What you are asked to do: Rewrite the listing below, swapping every "instance" for "occurrence" and changing nothing else. Leave the pictures out of your answer.
---*---
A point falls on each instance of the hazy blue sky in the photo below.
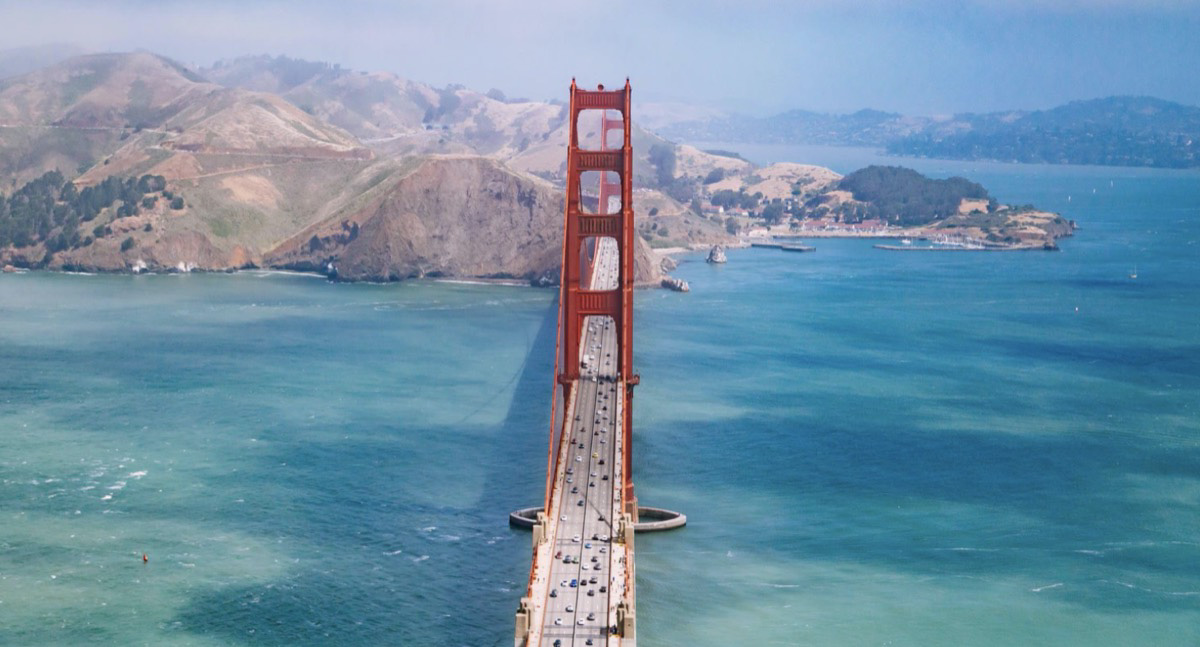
(931, 57)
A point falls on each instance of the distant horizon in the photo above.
(198, 65)
(756, 58)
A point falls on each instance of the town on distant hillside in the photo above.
(133, 162)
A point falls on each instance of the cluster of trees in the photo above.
(901, 196)
(51, 209)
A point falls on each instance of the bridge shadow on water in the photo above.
(381, 567)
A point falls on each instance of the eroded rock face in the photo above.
(717, 255)
(451, 216)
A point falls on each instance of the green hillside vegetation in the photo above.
(51, 209)
(901, 196)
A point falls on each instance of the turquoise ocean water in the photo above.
(873, 448)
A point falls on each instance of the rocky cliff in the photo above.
(450, 216)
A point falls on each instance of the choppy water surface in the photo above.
(873, 448)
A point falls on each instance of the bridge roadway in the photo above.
---*---
Task answer:
A point falls on each occurrence of the hazy blue sky in the photo below.
(931, 57)
A point falls on each occurrence of the distant horizon in the photo above.
(198, 65)
(756, 58)
A point falls on each occurrence of the town on distant hillside in the photo above.
(133, 162)
A point falls on each occurrence of the cluster of trees in the photo above.
(901, 196)
(51, 209)
A point falls on each occurrence of the bridge shadow on water in the photo above.
(381, 567)
A point falls on each occurrence of the eroded rock face in the photo above.
(717, 255)
(451, 216)
A point falls on each occurrence of the green hillside vegetation in the photo above.
(51, 209)
(901, 196)
A point falls on each occurrence of the turquoise ocean water in the photo above.
(873, 448)
A point falls on each occurrence of the rocky cliff in the photo above.
(450, 216)
A point falls on each occurrence of the choppy water surface in the photo above.
(873, 448)
A point falls on each occurrence of the bridge roadway in the photo above.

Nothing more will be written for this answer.